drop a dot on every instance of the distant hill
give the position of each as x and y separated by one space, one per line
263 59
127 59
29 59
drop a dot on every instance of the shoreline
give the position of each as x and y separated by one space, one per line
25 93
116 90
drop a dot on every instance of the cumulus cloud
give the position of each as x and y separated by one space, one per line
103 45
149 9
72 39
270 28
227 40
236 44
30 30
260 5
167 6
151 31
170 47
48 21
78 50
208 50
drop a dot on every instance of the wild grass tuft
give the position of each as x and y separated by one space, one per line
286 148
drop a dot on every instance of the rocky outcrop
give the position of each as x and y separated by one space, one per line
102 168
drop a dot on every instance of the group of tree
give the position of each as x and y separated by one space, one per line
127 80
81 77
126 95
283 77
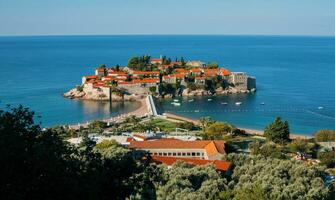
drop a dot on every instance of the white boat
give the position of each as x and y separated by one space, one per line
238 103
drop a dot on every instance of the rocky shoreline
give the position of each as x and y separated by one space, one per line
77 94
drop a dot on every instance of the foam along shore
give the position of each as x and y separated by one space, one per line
141 111
247 130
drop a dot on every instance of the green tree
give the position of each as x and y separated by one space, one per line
325 136
257 177
153 89
184 181
302 146
327 158
277 131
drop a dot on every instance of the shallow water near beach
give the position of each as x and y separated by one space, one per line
295 76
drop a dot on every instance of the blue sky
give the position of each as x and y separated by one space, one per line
96 17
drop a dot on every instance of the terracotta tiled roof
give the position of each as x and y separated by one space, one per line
177 75
181 70
146 72
91 77
156 60
225 72
118 73
140 136
195 70
100 69
219 165
212 147
136 81
199 78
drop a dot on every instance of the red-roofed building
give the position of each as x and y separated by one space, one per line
156 61
218 164
196 71
224 72
206 149
173 78
118 74
199 80
137 74
100 71
178 63
182 71
211 72
88 78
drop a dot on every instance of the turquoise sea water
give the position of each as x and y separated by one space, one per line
295 76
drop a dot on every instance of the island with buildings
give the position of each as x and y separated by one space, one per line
161 77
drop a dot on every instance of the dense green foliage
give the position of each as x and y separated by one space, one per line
37 164
327 158
325 136
267 150
257 177
184 181
278 131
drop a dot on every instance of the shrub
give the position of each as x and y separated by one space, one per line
325 136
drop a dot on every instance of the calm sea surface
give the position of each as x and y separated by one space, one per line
295 76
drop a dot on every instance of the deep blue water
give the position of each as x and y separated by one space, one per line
295 75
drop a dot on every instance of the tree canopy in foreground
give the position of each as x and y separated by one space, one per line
37 164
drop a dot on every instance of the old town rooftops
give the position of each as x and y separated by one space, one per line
218 164
212 147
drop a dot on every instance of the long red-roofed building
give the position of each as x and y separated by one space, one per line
205 149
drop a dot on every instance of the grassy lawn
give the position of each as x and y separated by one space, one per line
:::
- _TASK ITEM_
The entries are to be copied exactly, and each image is to be omitted.

- _RESULT OF THE EXERCISE_
drop a dot on every instance of the distant hill
give the position of each as x and y separated by one space, one per line
263 59
127 59
29 59
drop a dot on every instance of the shoreline
give the position of each as x and y separated by one space, one per line
25 93
116 90
drop a dot on every instance of the cumulus cloud
give the position of each as x and y separated by one space, one per line
103 45
149 9
72 39
270 28
227 40
236 44
30 30
260 5
167 6
151 31
170 47
48 21
78 50
208 50
drop a dot on every instance of the wild grass tuft
give the position of each as x and y separated by one space, one per line
286 148
drop a dot on every instance of the rocky outcrop
give the position of each as x and y separated by one space, one per line
102 168
drop a dot on every instance of the group of tree
give the position of each as x and y separated by one space, one per line
127 80
81 77
126 95
283 77
drop a dot on every instance of the white boat
give the position of each as x and y separated by one space, one per line
238 103
drop a dot on every instance of the rocky shoreline
give the position of each as x and y separated by one space, one per line
77 94
drop a dot on every instance of the foam along shore
give the position of each as x and y separated by one space, one per line
141 111
247 130
drop a dot on every instance of the green tree
give the position of each as x and y separated by one space, one per line
325 136
257 177
153 89
184 181
302 146
327 158
277 131
drop a dot on every instance of the shallow water near beach
give the position of each as x and y separated by one space, one per line
295 76
drop a dot on every instance of the blue sky
give the position of each as x and y separated by one space, one per line
96 17
drop a dot on every instance of the terracotta tiled roof
give the position of each as x and y separated by one space, one per line
177 75
181 70
146 72
91 77
156 60
225 72
118 73
140 136
195 70
100 69
219 165
212 147
136 81
199 78
drop a dot on every instance of the red-roofed building
give the position of each as x and y separated by one space, one per line
156 61
218 164
196 71
224 72
206 149
173 78
118 74
199 80
137 74
100 71
178 63
182 71
211 72
88 78
drop a dot on every instance of the turquoise sea water
give the position of each as x and y separated by one space, one per line
295 76
drop a dot on every instance of the island with buildings
give the position of each as x and y separated by one space, one per line
161 77
drop a dot on every instance of the dense green foliage
give the position of each as x and y separated by one space, one per line
37 164
327 158
325 136
267 150
257 177
184 181
278 131
drop a dot on every instance of the shrub
give the position of each as x and y separated by one space, one per line
325 136
drop a dot on every instance of the calm sea surface
give the position of each as x and y separated by one space, one per line
295 76
drop a dot on every instance of the deep blue water
give the position of each as x and y separated by one space, one per line
295 75
drop a dot on every instance of the tree canopy in foreground
give the position of each as x and y separated by one space, one per line
37 164
drop a dot on every instance of the old town rooftops
give the position of each as x and y separated by one space, one per line
218 164
212 147
drop a dot on every instance of the long red-roofed building
give the position of each as x and y separated by one space, one per line
205 149
drop a dot on every instance of the grassy lawn
give the position of each as x and y separated by one space, one per line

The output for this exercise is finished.